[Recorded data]

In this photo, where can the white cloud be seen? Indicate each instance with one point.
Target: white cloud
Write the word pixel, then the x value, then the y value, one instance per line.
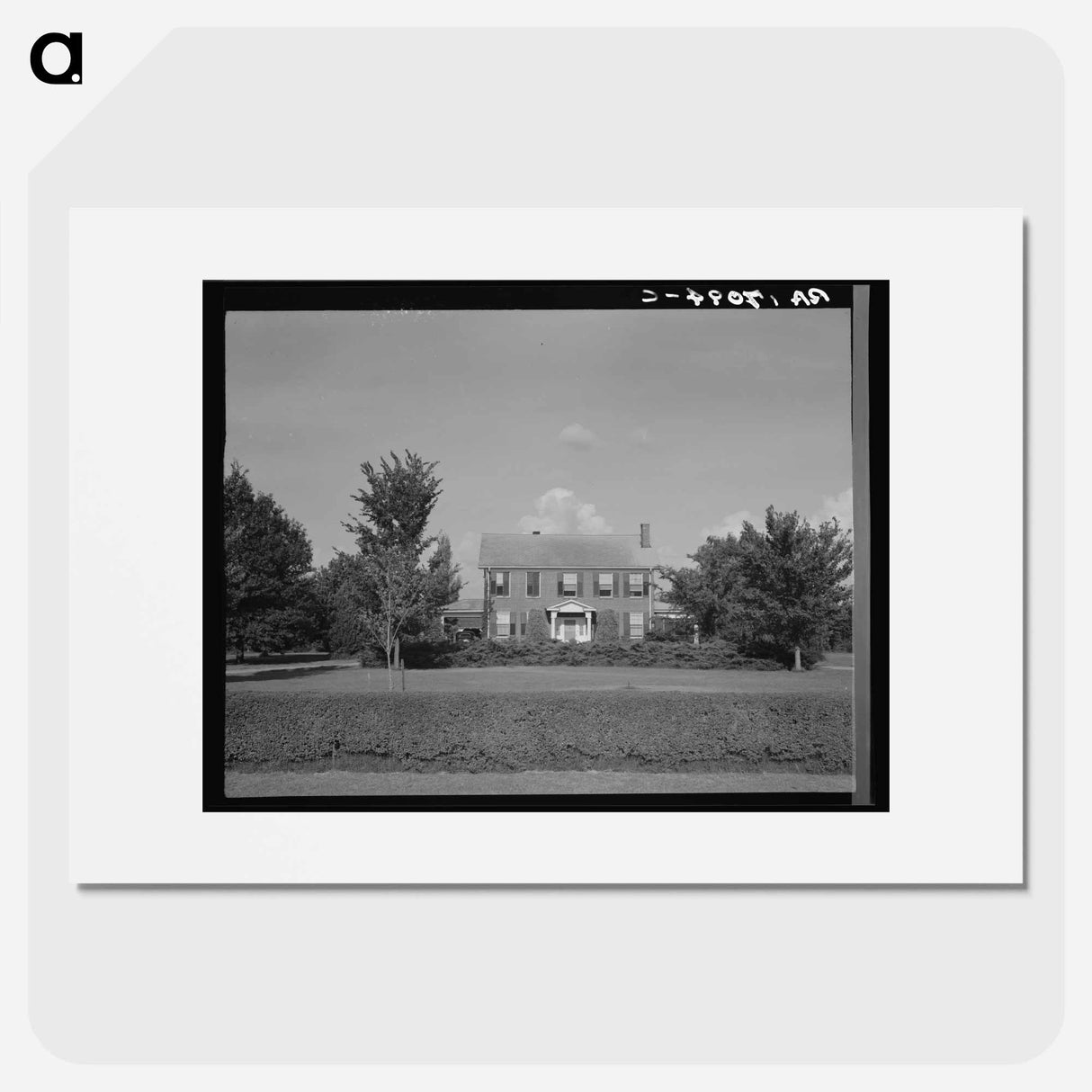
pixel 465 551
pixel 733 524
pixel 561 512
pixel 840 508
pixel 577 435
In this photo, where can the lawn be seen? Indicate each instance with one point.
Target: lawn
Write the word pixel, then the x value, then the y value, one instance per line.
pixel 346 677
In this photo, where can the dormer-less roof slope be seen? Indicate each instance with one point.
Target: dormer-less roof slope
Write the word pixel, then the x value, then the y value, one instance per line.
pixel 560 551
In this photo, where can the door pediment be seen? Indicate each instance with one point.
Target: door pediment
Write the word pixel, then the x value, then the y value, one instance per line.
pixel 569 606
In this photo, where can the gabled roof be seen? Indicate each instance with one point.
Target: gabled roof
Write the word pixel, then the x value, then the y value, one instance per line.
pixel 559 551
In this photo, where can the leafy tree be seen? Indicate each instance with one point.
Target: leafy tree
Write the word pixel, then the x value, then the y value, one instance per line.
pixel 537 626
pixel 606 626
pixel 392 587
pixel 708 593
pixel 792 583
pixel 266 559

▶ _HOW TO COMPLETE THIS TASK_
Determine how many lines above contain the string "dormer". Give only that number.

▶ _TASK OUTPUT_
2